Records:

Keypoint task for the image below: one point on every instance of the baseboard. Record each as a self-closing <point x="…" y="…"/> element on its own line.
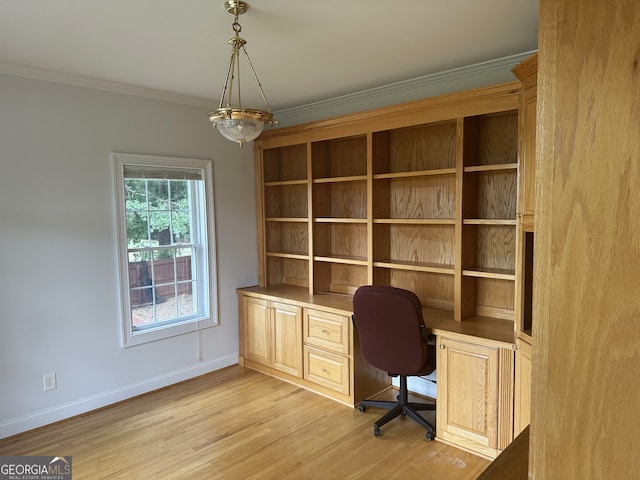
<point x="83" y="405"/>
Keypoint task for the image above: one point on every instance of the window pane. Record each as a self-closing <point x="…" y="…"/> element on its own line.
<point x="166" y="307"/>
<point x="158" y="194"/>
<point x="142" y="307"/>
<point x="181" y="224"/>
<point x="179" y="194"/>
<point x="186" y="305"/>
<point x="183" y="264"/>
<point x="163" y="208"/>
<point x="137" y="229"/>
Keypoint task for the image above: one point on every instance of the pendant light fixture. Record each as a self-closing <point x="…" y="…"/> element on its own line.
<point x="239" y="124"/>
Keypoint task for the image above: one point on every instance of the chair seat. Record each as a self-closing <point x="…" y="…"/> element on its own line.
<point x="393" y="338"/>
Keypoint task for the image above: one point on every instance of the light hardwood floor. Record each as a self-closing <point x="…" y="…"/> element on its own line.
<point x="239" y="424"/>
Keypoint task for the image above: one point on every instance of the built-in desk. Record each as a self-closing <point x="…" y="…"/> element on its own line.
<point x="309" y="339"/>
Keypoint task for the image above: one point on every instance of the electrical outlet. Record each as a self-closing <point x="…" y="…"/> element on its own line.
<point x="49" y="381"/>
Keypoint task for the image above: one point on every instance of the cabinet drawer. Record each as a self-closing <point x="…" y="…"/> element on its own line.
<point x="327" y="369"/>
<point x="328" y="331"/>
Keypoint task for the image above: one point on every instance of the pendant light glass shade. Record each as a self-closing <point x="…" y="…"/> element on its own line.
<point x="239" y="124"/>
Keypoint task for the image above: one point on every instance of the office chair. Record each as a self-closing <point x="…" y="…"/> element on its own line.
<point x="393" y="338"/>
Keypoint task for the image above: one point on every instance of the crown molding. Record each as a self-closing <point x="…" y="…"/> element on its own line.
<point x="472" y="76"/>
<point x="115" y="87"/>
<point x="462" y="78"/>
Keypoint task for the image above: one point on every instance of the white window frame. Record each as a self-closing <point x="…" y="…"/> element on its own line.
<point x="206" y="263"/>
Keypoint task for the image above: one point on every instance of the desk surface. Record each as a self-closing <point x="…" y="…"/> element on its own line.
<point x="438" y="321"/>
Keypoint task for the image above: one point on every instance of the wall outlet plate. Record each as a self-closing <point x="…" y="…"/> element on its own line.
<point x="49" y="381"/>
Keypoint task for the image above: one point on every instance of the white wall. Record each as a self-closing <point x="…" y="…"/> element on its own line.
<point x="58" y="284"/>
<point x="58" y="274"/>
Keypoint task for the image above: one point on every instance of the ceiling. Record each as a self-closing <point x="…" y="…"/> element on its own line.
<point x="303" y="51"/>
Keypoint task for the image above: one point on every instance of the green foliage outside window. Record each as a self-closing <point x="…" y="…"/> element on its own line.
<point x="158" y="214"/>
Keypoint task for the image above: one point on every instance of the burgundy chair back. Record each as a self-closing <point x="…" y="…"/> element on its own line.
<point x="390" y="328"/>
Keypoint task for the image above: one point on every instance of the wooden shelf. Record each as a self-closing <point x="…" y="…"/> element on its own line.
<point x="415" y="221"/>
<point x="419" y="173"/>
<point x="416" y="266"/>
<point x="357" y="178"/>
<point x="491" y="168"/>
<point x="490" y="273"/>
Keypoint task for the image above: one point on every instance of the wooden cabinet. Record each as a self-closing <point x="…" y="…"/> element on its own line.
<point x="306" y="340"/>
<point x="327" y="350"/>
<point x="430" y="196"/>
<point x="475" y="382"/>
<point x="421" y="196"/>
<point x="273" y="335"/>
<point x="527" y="74"/>
<point x="522" y="395"/>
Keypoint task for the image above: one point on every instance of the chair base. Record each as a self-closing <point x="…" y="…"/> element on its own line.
<point x="401" y="407"/>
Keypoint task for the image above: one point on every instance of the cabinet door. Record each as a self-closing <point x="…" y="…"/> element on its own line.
<point x="287" y="338"/>
<point x="471" y="395"/>
<point x="257" y="330"/>
<point x="522" y="413"/>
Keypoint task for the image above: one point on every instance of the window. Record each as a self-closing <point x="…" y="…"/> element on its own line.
<point x="165" y="246"/>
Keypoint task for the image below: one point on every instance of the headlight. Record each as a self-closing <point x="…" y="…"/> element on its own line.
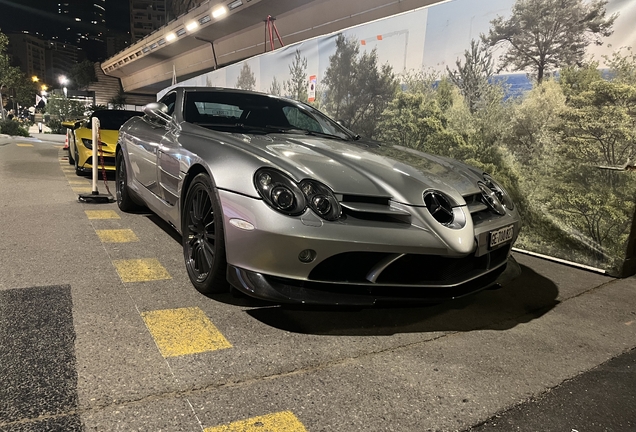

Aim of the task: Copy out every line of the data above that contains the word "wall".

Solution for this problem:
Keypoint task for the image above: one point on every instance of the wall outlet plate. Record each as a self-closing <point x="…" y="…"/> element on its own line.
Keypoint task for the image above: one point on every instance of the white wall. Record each as a self-closing <point x="…" y="…"/> element on its own line.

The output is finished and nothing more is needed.